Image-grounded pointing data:
+ + + + + + +
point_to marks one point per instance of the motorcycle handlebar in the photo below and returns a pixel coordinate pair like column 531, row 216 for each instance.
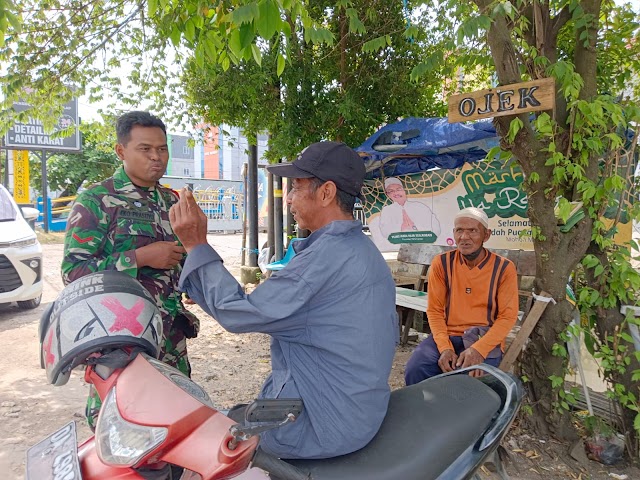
column 277, row 468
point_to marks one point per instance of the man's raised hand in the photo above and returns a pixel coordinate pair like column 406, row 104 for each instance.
column 188, row 221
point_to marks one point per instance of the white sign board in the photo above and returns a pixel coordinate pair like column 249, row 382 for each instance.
column 31, row 135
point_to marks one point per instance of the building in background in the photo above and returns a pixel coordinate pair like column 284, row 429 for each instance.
column 226, row 150
column 181, row 156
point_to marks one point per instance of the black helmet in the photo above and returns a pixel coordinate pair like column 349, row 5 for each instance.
column 103, row 310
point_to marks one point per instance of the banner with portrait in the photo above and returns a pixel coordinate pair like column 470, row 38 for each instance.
column 420, row 208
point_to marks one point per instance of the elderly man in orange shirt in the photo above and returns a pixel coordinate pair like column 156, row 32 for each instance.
column 472, row 303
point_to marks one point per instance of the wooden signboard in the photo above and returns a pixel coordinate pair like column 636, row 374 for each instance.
column 504, row 100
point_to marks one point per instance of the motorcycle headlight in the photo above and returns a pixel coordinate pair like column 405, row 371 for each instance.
column 121, row 443
column 182, row 381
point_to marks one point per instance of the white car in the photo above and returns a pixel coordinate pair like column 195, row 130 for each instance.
column 20, row 254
+ + + + + + +
* Assigned task: Repeat word for word from the line holding "point_to marks one point per instance of the banner" down to the last line above, including both.

* Task answer:
point_to marks one point per instance of the banner with portrait in the photo above and returns a pixel coordinate pair like column 470, row 38 for each instance.
column 420, row 208
point_to marks one point per instance of the elderly man in orange shirt in the photo above and returns a pixel coordinate pair like column 156, row 32 for each instance.
column 472, row 303
point_to marks one point per instance of the wooden signboard in the photo above and returns a pixel coordinate pair like column 636, row 374 for each instance.
column 504, row 100
point_to marks one point per instance of the motorcycle headlight in the photo above and returns a pixel coordinate pair like column 405, row 371 for each instance.
column 121, row 443
column 182, row 381
point_to marks one point per instance of the white car in the photo above and returns a pixel coordinate pair like column 195, row 130 for each instance.
column 20, row 254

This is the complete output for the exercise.